Resolved: The book was not *ruined* by the movie

It makes you suspect INDEED!

I didn’t like Mary Astor in the lead role in the film, she wasn’t the sexpot to me that the character is in the book. And Effie was also much less sexy than she could have been, probably because they had to get someone who would make Mary Astor look good. Otherwise, I thought the film was a fairly faithful adaptation.

Speaking of Chandler, I LOVE the film version of The Big Sleep. The story is incomprehensible, and Chandler couldn’t even tell you who killed certain people.

Forrest Gump,

Book sucked IMHO, movie rocked

In space with a chimp!?

The irony (I believe that’s the word I want) of this post is that the TV movie King made himself was absolutely true to the book.

Yeah, I guess people no longer read Don Quijote anymore. :rolleyes:

My fear with LOTR isn’t that the books will be ruined, but rather that the movie will.

C’mere Pete, and let’s hold hands and say it together. I was coming to this thread to make this very point. The book was a very scary experience and I liked it a lot. When I first saw the movie, like many people, I was appalled. Well, I let a few years go by and watched it again and saw that Kubric was up to a different agenda than King was. Honestly it’s been so long since I’ve seen it, at this moment, that I can’t discuss it intelligently … but I do remember being stunned at what a good movie it was.

__Entries__
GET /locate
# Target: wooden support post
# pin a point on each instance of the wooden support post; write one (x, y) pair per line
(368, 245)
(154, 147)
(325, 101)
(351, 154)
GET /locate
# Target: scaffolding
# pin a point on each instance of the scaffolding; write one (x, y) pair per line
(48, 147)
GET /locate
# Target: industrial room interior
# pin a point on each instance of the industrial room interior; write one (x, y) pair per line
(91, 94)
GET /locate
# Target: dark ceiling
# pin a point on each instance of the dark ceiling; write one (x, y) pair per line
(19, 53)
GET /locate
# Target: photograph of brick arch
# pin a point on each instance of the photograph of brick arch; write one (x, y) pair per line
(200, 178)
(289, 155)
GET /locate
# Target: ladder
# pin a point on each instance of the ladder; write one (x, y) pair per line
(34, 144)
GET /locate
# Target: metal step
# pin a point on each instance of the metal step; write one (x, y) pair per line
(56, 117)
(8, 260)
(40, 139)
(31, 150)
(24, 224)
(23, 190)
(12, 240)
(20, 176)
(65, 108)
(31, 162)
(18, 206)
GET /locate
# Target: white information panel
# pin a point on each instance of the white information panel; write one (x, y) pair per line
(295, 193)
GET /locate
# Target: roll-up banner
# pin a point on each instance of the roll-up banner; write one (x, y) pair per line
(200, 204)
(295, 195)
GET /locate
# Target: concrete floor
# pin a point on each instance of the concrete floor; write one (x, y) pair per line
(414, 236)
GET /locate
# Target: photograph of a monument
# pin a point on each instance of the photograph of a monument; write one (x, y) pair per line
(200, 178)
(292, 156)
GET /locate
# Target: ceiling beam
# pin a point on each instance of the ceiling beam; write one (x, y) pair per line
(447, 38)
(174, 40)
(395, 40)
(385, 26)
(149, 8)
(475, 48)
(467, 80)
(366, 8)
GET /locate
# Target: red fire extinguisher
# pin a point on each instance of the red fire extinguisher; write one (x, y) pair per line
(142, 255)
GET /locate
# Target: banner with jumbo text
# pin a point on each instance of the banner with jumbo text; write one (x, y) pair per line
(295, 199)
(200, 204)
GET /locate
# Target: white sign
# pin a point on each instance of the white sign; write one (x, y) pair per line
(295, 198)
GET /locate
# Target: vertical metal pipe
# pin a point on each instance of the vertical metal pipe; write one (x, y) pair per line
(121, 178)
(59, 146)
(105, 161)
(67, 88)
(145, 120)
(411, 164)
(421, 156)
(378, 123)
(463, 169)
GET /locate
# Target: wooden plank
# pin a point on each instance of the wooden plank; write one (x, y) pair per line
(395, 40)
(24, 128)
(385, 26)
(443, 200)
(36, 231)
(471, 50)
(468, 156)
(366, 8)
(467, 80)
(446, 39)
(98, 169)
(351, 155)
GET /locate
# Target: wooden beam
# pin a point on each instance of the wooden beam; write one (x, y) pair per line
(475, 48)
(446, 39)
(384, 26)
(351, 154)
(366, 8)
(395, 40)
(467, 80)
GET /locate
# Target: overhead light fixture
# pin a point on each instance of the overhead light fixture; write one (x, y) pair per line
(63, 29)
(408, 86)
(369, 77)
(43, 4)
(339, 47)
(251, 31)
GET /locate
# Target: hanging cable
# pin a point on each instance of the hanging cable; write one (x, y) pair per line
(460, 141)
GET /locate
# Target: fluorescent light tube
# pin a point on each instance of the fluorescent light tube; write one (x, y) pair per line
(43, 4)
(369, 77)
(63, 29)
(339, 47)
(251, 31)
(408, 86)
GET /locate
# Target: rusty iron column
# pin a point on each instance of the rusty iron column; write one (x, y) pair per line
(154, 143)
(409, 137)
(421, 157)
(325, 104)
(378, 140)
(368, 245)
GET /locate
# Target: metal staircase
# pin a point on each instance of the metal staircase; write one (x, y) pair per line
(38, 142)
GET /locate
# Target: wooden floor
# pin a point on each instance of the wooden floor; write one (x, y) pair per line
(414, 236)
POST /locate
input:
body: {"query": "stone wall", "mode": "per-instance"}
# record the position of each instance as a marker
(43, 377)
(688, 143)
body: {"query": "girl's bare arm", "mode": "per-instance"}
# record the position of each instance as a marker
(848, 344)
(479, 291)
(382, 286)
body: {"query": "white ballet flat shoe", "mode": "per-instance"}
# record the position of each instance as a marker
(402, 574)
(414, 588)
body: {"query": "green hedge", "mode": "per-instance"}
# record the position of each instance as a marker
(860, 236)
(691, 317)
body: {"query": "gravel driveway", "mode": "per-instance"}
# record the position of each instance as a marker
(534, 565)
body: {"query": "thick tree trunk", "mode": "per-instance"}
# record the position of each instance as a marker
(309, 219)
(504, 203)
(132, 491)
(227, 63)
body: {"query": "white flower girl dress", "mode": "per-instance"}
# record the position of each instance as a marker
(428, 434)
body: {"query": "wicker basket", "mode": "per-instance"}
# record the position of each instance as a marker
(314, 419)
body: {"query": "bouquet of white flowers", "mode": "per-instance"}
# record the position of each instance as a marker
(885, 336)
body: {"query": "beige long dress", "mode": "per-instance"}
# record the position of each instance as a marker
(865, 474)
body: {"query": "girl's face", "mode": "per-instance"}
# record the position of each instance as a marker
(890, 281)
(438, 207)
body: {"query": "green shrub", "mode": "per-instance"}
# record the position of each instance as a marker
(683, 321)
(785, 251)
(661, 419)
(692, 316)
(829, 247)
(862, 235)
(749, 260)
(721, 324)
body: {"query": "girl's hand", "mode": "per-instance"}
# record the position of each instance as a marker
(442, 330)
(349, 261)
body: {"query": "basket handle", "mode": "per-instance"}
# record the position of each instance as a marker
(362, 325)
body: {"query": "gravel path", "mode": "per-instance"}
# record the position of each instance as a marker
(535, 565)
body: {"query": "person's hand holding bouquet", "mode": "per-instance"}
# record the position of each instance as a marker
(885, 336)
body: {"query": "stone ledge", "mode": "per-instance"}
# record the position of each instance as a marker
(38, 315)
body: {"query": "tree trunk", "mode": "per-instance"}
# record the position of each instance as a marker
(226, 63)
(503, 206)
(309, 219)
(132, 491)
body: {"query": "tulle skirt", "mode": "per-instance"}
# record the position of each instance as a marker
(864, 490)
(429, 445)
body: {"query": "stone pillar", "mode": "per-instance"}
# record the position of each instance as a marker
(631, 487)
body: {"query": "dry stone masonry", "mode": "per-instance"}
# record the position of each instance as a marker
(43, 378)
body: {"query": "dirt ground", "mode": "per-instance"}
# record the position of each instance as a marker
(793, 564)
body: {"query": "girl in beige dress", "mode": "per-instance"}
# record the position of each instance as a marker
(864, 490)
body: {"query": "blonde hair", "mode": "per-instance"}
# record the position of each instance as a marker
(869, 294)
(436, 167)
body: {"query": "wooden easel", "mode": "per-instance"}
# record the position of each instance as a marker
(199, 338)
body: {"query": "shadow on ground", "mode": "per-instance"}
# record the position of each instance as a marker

__Direction__
Can you carry the book-versus-movie thread on from its last post with a few more replies? The items aren't needed for anything here.

__Reply to the exercise__
I’ve been burning to rant about this for some time, so I guess since I have the floor I’ll go ahead – the ending of the movie Gone with the Wind annoys the crap out of me … It’s a complete misinterpretation of Rhett’s words in the book! He was tired and worn out, aggrieved by the years of Scarlett’s infantile love of Ashley. He no longer gave a damn; he had become a slack, sodden drunk who only had only left for Scarlett “pity, and an odd feeling of kindness.” Not the in-your-face, ‘fuck-off Scarlett’ line Clark Gable used in the movie.

Yet, it’s become a part our folklore and slang: “Frankly, my dear I don’t give a damn.” Everyone knows what you’re talking about and it’s still said today. So I’m arguing against myself, I guess! :o It works in a movie yet misreads the book.

[Which reminds me: someone once told me Mitchell plagarized some other work shamelessly for her novel. Is this true?]

One last point concerning Stephen King: I seem to recall him saying in Danse Macabre that Brian De Palma did a much better job at communicating what he’d intended in the movie version of Carrie, than he did in the book. That always struck me, that he’d admit this. It’s a movie of enormous impact. The book is a tad pathetic.

Terminus stole my line, but I’ll just add that not only is Don Quixote still read all the time, Man of La Mancha continues to be performed regularly, for example last summer at the Saxtons River Playhouse in Vermont, at the Austin Musical Theatre last September, and in summer 2002 at the Utah Shakespeare Festival.

To dream the impossible dream…

I was going to post what Atreyu did, but some of the other posts since then have made me see some other perspectives.

I guess I sometimes feel that filmmakers have an “obligation” to be faithful to classic works of literature, in part because the authors aren’t around to collect the option $$, give interviews about the adaptation, etc. A bigger issue is that some people don’t read classics, but think they don’t have to because they’ve “seen the movie.” That makes me want to gnash my teeth.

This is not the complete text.